◆ PARTS OF THE EXERCISE:
**1.** According to the article on the Samsung bribery trial, what was the total value of the bribes?
**2.** Pick up the article on the Samsung bribery trial after its final sentence and keep writing.

◆ READING TEXT:
A crucial week began Monday in the trial of Samsung leaders’ alleged bribery of former President Park Geun-hye, as top executives, including Lee Jae-yong, the de facto head of the conglomerate, are scheduled to testify.

Following the largest-ever independent counsel investigation, five former and current Samsung executives were indicted in February for having offered or promised massive bribes to Park and her friend, Choi Soon-sil. The bribes totaled more than 43 billion won ($38.4 million).

The trial began in April at the Seoul Central District Court. Two former Samsung Electronics executives, Park Sang-jin and Hwang Sung-soo took the stand on Monday.

Park and Hong once served as chairman and vice chairman of the Korea Equestrian Federation, and were accused of having arranged the generous training sponsorship of Choi’s daughter, Chung Yoo-ra.

They were also suspected of consulting with Choi to conceal the bribery allegation.

Samsung Electronics Vice Chairman Lee is scheduled to be questioned today, as well as two other former Samsung executives, Choi Gee-sung and Chang Choong-ki.

It will be the first time for Lee to take the stand to give a specific testimony in his bribery trial.

◆ DATASET EXCERPTS:
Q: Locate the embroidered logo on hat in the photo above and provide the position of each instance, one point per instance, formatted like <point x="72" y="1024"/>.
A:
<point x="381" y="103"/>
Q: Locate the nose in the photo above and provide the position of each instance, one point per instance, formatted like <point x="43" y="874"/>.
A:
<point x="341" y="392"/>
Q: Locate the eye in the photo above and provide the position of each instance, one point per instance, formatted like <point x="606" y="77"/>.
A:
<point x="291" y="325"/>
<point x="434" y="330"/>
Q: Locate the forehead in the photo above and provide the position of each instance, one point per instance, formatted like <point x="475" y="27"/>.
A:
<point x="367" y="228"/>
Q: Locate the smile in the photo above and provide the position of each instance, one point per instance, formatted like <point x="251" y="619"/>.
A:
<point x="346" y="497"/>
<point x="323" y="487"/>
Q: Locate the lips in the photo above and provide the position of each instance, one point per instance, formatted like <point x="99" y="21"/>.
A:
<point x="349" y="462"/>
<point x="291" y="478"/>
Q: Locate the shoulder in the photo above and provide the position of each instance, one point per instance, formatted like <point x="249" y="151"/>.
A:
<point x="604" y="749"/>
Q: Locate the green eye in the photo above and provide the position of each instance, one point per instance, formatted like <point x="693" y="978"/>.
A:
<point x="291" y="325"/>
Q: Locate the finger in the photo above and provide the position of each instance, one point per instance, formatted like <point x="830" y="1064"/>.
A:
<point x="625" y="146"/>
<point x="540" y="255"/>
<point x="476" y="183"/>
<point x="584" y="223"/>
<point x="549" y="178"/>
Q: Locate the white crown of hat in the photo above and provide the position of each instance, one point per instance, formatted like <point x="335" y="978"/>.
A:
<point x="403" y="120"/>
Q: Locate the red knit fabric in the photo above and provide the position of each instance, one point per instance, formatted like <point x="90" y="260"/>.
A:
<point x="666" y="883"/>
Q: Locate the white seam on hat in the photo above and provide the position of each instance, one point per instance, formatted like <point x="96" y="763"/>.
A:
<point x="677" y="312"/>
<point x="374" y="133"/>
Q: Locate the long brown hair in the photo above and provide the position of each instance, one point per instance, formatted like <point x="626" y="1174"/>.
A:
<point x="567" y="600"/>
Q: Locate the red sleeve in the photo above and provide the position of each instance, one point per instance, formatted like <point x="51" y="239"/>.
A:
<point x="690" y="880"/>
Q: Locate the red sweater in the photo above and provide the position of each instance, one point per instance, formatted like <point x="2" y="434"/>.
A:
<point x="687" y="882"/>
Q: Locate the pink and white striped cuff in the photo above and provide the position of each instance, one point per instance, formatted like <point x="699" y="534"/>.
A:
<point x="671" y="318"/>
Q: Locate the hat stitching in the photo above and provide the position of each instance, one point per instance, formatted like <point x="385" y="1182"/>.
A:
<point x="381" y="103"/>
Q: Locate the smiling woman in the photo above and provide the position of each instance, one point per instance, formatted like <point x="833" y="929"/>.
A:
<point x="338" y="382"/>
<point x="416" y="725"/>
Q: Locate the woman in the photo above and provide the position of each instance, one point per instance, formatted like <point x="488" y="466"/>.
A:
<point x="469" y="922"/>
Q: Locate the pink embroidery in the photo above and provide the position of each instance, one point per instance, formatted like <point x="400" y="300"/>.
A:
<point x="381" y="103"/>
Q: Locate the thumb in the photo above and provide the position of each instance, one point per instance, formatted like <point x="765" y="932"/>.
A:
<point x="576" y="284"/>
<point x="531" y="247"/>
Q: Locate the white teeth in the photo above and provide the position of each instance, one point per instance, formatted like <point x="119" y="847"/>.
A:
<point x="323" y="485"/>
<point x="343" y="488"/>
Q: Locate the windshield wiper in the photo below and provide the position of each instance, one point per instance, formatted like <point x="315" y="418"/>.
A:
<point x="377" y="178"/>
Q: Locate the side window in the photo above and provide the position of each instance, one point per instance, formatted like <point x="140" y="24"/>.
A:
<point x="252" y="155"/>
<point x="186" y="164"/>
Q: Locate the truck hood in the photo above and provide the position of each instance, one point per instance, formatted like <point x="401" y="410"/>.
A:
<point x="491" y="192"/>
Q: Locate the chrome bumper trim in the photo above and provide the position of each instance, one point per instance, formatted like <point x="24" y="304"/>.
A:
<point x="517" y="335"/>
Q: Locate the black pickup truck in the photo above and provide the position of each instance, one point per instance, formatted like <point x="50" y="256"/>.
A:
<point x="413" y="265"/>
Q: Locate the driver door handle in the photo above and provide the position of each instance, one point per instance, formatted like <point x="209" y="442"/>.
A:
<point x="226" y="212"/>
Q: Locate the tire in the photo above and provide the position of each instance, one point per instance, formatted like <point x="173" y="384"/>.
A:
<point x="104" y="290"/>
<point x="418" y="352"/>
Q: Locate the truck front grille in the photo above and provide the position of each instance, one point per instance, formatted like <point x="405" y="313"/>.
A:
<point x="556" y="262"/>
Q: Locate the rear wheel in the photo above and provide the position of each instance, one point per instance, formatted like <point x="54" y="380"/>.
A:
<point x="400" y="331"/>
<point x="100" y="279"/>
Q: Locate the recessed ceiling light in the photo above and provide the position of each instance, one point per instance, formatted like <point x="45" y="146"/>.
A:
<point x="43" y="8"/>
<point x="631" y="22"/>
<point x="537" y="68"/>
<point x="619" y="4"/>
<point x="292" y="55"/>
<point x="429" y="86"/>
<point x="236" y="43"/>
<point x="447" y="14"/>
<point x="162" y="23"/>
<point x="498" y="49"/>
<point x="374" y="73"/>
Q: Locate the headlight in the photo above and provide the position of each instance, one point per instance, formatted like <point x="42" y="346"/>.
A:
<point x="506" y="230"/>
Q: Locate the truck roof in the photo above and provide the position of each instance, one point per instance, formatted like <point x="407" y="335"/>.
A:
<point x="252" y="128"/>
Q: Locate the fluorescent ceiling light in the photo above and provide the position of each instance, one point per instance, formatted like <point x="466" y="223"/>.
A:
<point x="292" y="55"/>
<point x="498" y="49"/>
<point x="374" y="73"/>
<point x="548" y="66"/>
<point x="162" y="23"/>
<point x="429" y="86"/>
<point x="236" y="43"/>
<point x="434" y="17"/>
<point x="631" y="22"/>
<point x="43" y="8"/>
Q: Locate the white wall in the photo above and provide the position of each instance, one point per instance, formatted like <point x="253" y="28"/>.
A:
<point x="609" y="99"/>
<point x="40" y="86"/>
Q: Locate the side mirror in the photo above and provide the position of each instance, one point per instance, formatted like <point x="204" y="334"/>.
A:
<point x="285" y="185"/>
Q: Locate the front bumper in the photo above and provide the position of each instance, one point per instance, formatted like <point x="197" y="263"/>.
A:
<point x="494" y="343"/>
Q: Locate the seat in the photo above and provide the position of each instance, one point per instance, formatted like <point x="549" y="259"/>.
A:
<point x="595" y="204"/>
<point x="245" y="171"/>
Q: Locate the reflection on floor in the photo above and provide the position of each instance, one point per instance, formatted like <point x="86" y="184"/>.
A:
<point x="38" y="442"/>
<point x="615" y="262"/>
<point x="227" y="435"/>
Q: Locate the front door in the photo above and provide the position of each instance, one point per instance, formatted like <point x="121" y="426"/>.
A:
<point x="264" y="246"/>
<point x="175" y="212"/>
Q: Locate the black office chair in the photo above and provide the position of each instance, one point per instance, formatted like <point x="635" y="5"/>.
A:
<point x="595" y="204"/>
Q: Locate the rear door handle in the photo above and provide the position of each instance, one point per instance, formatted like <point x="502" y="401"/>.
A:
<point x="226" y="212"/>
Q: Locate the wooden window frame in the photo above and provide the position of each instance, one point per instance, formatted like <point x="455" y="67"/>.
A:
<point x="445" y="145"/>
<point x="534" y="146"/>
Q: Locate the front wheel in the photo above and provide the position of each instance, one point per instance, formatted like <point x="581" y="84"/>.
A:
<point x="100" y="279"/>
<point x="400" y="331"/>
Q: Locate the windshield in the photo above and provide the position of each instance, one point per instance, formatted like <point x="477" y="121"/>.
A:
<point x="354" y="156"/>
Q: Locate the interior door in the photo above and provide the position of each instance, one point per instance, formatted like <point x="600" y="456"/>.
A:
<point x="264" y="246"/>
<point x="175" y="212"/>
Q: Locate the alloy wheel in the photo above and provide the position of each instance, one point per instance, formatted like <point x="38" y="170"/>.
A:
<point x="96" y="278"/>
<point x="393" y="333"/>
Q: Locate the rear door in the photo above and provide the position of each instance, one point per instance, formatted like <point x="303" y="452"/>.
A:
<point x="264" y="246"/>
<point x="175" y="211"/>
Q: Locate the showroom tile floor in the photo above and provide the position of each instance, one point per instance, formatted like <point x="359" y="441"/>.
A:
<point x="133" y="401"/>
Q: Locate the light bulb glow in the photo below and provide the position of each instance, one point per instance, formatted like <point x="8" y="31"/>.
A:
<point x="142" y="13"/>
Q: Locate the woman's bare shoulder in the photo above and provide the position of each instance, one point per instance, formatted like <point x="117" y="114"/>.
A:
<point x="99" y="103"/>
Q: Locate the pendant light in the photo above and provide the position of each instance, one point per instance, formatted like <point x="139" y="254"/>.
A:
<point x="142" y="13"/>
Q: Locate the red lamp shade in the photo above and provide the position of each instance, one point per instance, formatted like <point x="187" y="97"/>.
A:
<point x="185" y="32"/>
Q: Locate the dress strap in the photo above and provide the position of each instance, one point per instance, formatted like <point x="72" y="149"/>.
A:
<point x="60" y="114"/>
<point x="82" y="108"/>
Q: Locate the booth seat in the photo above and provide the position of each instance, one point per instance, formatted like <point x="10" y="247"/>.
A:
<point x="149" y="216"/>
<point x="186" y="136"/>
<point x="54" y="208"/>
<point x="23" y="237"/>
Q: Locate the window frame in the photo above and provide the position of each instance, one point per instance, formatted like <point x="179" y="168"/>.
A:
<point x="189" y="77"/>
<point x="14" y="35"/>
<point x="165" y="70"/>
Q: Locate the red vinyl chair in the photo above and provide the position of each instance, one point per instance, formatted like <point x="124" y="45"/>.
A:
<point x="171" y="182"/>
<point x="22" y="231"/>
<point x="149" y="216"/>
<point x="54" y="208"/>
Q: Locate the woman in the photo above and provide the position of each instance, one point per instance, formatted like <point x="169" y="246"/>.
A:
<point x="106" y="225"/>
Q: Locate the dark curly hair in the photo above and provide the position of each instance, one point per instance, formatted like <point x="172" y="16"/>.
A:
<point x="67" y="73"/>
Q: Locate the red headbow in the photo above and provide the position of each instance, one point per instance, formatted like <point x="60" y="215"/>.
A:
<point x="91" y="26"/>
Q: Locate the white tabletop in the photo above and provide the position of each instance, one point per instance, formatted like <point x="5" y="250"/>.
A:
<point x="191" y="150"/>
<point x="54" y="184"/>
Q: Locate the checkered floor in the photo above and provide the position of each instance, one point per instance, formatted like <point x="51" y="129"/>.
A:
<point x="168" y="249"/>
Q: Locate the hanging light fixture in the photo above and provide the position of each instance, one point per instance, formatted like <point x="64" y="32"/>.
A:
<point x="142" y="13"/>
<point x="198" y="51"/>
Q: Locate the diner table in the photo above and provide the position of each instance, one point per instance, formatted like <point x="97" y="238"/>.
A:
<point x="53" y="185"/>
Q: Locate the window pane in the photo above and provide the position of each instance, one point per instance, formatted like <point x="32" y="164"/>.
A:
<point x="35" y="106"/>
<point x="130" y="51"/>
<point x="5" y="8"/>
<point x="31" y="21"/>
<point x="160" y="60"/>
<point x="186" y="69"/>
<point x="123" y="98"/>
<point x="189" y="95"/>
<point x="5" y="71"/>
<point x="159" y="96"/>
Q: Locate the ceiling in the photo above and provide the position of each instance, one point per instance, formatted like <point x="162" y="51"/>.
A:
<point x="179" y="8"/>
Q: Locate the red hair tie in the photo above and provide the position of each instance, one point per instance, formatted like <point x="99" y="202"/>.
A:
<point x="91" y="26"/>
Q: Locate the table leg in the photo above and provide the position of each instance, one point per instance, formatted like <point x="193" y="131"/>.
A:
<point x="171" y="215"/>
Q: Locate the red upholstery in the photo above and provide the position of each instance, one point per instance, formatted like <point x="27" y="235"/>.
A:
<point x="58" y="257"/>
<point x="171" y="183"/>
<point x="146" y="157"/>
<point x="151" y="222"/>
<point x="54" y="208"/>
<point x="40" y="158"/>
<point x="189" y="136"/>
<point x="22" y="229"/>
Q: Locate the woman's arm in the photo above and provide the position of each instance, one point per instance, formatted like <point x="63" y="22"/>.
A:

◆ SET OF ANSWERS:
**1.** More than 43 billion won ($38.4 million).

**2.**
On July 10, Lee was summoned as a witness in Park’s trial and exercised his right to remain silent throughout the questioning. “I should faithfully answer all questions in this courtroom to lay bare the truth, but I cannot do so at the advice of my counsel,” Lee said at the time. “I am extremely sorry for being no help for a smooth operation of this trial.”

The independent counsel is expected to question Lee about his three one-on-one meetings with Park between 2014 and 2016.

The independent counsel suspects that in the meetings they discussed Park’s plan to support Lee’s attempt to solidify control over Samsung Group in a third-generation power shift as well as Samsung’s support for two foundations that Park and Choi practically controlled and sponsorship for Chung’s equestrian training.

The Park Blue House was accused of forcing the National Pension Service to use its voting power to allow a controversial merger in 2015 that cemented Lee’s control over Samsung.

Paper trails created by Park aides during her presidency, which were left behind and recently discovered, were submitted to the court as evidence.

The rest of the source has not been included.